[Location identification items]
=-=-=

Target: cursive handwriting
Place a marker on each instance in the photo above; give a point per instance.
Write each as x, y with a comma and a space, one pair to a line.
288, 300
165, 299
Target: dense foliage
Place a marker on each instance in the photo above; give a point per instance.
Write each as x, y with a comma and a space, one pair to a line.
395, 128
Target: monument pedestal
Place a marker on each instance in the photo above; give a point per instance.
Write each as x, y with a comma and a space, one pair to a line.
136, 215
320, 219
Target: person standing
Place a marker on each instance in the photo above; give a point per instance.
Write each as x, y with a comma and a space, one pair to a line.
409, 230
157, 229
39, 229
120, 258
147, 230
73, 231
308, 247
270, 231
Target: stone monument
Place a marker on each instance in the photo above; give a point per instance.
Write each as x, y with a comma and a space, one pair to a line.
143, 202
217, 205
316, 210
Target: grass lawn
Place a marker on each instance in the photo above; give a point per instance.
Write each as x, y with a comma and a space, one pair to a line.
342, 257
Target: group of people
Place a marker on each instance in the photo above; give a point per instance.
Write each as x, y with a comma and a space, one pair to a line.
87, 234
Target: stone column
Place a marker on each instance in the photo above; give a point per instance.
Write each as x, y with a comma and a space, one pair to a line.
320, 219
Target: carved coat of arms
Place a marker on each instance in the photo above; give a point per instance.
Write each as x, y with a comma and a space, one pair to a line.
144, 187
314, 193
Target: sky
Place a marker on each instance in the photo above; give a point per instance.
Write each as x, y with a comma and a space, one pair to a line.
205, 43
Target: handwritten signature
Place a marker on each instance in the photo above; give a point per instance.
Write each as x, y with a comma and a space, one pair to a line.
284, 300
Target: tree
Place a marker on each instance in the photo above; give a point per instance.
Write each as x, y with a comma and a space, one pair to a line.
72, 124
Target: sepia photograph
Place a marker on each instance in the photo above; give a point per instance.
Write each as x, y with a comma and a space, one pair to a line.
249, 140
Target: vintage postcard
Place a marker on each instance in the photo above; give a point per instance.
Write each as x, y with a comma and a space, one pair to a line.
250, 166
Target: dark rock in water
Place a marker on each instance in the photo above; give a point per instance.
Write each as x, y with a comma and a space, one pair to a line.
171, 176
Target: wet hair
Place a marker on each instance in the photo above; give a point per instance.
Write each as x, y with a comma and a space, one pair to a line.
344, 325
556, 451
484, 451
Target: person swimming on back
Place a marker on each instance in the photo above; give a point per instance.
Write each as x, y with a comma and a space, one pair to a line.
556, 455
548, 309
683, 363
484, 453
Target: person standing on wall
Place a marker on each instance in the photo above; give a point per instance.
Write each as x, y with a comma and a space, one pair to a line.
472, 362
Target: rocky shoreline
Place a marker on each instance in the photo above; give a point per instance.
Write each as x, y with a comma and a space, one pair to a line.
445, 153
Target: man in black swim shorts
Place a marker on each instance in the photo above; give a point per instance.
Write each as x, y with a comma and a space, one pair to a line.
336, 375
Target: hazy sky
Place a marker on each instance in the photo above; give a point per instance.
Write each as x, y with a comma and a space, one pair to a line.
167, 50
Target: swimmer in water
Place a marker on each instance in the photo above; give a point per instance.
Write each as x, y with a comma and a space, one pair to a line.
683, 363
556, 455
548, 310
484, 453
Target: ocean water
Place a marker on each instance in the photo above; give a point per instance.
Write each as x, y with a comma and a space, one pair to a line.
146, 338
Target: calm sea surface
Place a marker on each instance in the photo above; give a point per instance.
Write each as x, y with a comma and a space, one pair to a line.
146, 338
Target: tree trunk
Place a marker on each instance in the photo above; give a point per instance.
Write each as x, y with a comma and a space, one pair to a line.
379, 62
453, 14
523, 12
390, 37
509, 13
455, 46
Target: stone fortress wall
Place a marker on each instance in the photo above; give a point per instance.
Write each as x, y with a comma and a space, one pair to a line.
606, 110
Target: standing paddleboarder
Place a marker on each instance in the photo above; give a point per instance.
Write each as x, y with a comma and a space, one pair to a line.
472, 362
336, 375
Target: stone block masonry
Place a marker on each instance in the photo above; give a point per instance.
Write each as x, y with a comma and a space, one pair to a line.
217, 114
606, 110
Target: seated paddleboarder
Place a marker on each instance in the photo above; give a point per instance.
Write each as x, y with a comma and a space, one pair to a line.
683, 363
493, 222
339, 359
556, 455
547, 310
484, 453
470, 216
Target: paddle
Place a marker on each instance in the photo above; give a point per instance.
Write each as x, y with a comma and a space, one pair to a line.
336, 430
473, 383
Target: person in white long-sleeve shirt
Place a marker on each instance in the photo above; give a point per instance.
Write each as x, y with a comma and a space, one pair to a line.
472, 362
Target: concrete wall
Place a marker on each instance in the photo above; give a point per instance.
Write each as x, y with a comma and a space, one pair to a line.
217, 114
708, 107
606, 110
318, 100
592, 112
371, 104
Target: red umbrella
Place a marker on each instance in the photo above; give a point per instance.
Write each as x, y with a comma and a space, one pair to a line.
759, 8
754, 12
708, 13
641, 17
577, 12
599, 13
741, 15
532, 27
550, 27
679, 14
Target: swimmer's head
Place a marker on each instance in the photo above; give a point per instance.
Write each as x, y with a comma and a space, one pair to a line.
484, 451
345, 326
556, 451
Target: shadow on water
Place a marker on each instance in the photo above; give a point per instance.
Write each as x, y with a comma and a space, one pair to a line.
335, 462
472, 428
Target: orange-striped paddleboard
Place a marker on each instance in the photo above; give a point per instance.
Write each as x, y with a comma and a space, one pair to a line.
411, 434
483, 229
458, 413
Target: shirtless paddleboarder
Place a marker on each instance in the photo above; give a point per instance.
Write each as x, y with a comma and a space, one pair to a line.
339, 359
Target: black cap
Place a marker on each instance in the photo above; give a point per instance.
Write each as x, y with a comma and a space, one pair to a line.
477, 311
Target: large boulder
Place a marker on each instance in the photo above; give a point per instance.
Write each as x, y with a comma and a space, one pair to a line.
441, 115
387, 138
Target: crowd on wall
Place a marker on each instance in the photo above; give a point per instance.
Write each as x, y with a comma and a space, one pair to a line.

=-=-=

**Your objective:** Reproduce the full listing word for word.

**Output for this task:**
Target: cursive handwriting
Place a marker on each instance in the photo above; give a point per instance.
Write each as x, y with a comma and a space, one pair to a line.
288, 300
165, 299
Target: dense foliage
Place a marker on each instance in the photo above; give a point per instance.
Write each as x, y with a comma and a space, one pair to a line.
395, 128
Target: monument pedestal
Place a marker on each instance in the photo above; give a point per instance.
Write each as x, y with a comma and a space, one pair to a line.
136, 215
320, 219
Target: person standing
Place a marker on each instance in the photo above; give a point per instance.
Write each as x, y with a comma and a space, one pair to a line.
409, 230
157, 229
39, 229
120, 258
147, 230
73, 231
308, 247
270, 231
Target: stone monument
Place a marker on each instance in the photo above; give a point per instance.
Write each as x, y with a comma and a space, one pair to a line.
143, 202
217, 205
316, 210
Target: grass lawn
Place a marker on each instance in the photo above; give a point per instance.
Write each as x, y with a comma and a space, one pair to a line.
342, 257
Target: group of people
Place a marker on each instance in the photo above; give a point per instance.
Write each as x, y with a comma and a space, one pair to a line.
87, 234
Target: stone column
Place a marker on each instance in the photo above; give a point per instance.
Write each as x, y with a comma and a space, one pair to a line.
320, 219
Target: carved coat of arms
Place a marker on each instance in the photo above; give a point per instance.
Write each as x, y with a comma and a space, one pair to a line.
144, 187
314, 193
Target: sky
Place a marker on each instance in the photo above; give a point per instance.
Write each as x, y with a comma and a space, one pair to a line.
205, 43
Target: handwritten signature
Place a marker on each instance in the photo above; give a point per instance.
Write each as x, y with a comma and a space, one pair to a line.
284, 300
Target: tree
Place a marker on each instance in the photo above; give a point per instance.
Write each as x, y with a comma and a space, one pair to a line.
72, 124
Target: sepia photograph
Place a marker on each instance in the photo above; give a point per instance.
Write each as x, y with a comma and a space, one pair to a line.
249, 140
Target: vintage postcard
Place a marker on each instance in the photo above; give a point per instance.
Write each as x, y with a comma and a space, one pair to a line.
250, 166
Target: dark rock in water
Place a marker on each instance in the photo above; give a point per instance.
Write each as x, y with a comma and a space, one pair to a line.
171, 176
Target: wet hair
Place a marker on each instance in the photo above; give a point per instance.
Write each as x, y with a comma and a space, one pair to a line.
344, 325
556, 451
484, 451
Target: person swimming on back
Place a marker on each instance in the photo above; give a point per instance.
Write each as x, y with a comma and a space, one pair to a line.
556, 455
548, 309
683, 363
484, 453
Target: person standing on wall
Place a marker on each instance in the photo above; give a point per instance.
Write each as x, y with a comma and a space, one pair to a line.
472, 362
Target: rocky shoreline
Place a marker on each instance in the photo above; give a point per instance.
Write each as x, y with a comma and a space, one pair to a line.
445, 153
Target: man in black swim shorts
Place a marker on each instance in the photo above; give a point per instance.
Write each as x, y with a comma and a space, one pair to a line.
336, 375
Target: hazy sky
Place a marker on each instance in the photo above; give a point per instance.
Write each as x, y with a comma and a space, one pair to a line.
167, 50
Target: swimmer in water
Place a marker on each instance in the photo above; give a point per instance.
Write each as x, y with a comma and a space, one pair to a line.
683, 363
556, 455
548, 310
484, 453
Target: ocean water
Place a marker on each instance in the photo above; give a point per instance.
Write each as x, y with a comma and a space, one pair to a line.
146, 338
Target: calm sea surface
Place a marker on each instance in the photo above; give a point per instance.
Write each as x, y with a comma and a space, one pair to a line.
146, 338
Target: tree trunk
Place a marker on each instance in the photo above; give a point per instance.
Write each as x, y with a comma and a space, one pair to a line.
379, 62
453, 14
523, 12
390, 37
509, 13
455, 46
Target: stone fortress wall
Place a marker on each instance in the photo above; give a point per instance.
Write each as x, y with a comma and a space, one pair to a line.
606, 110
Target: standing paddleboarder
Place a marker on each instance in the photo above; give a point per instance.
Write each as x, y with a comma and a space, one pair to a line.
472, 362
336, 375
Target: stone block masonry
Place a marker on each instance in the photo above; give a point per instance.
Write each as x, y with a comma and a space, one pair to a line.
217, 114
606, 110
Target: seated paddleboarder
Place a marker on each instance in the photo above; give a point per instance.
Write each as x, y with a comma and a space, one pair to a line.
683, 363
493, 222
339, 359
556, 455
547, 310
484, 453
470, 216
Target: paddle
Place a marker on each instance in the photo above; give a point per instance.
Write each as x, y with a comma and a space, one pair to a line.
336, 430
473, 383
Target: person in white long-sleeve shirt
Place a marker on each instance in the photo above; give a point per instance.
Write each as x, y with a comma and a space, one pair to a line.
472, 362
Target: concrete wall
Place a marker on each instance in the photo above; give a point per instance.
Write each as x, y with a comma and a space, one pair to a line.
217, 114
708, 107
606, 110
318, 100
592, 112
371, 104
Target: red umbrella
Place a marker on each instance in the photo above; give a point per instance.
Write each as x, y with a comma and a space, one pair to a line.
759, 8
754, 12
708, 13
641, 17
577, 12
599, 13
741, 15
532, 27
550, 27
679, 14
Target: swimmer's head
Place a marker on each instance in the photo above; give a point per instance.
Write each as x, y with a comma and a space, one pair to a line.
484, 451
345, 326
556, 451
Target: shadow on water
Place a marker on each instance in the photo above; give a point per instance.
Write each as x, y with a comma and a space, one pair to a line.
335, 462
472, 428
Target: orange-striped paddleboard
Place a marker on each instance in the photo above; give a point per instance.
Write each as x, y with a comma and a space, one pair to a line.
411, 434
483, 229
458, 413
Target: shirtless paddleboarder
Place a marker on each instance in the photo above; give a point per instance.
Write each as x, y with a comma and a space, one pair to a line.
339, 359
Target: black cap
Place a marker on each instance in the photo above; give a point per instance.
Write each as x, y with a comma and a space, one pair to a line.
477, 311
Target: large boulder
Place a marker on each instance in the photo above; give a point per instance.
Write each as x, y with a comma and a space, one pair to a line.
441, 115
387, 138
Target: crowd on wall
Place a marker on each instance in the photo above; give a point per instance.
Write each as x, y with a comma and a space, one pair to a line.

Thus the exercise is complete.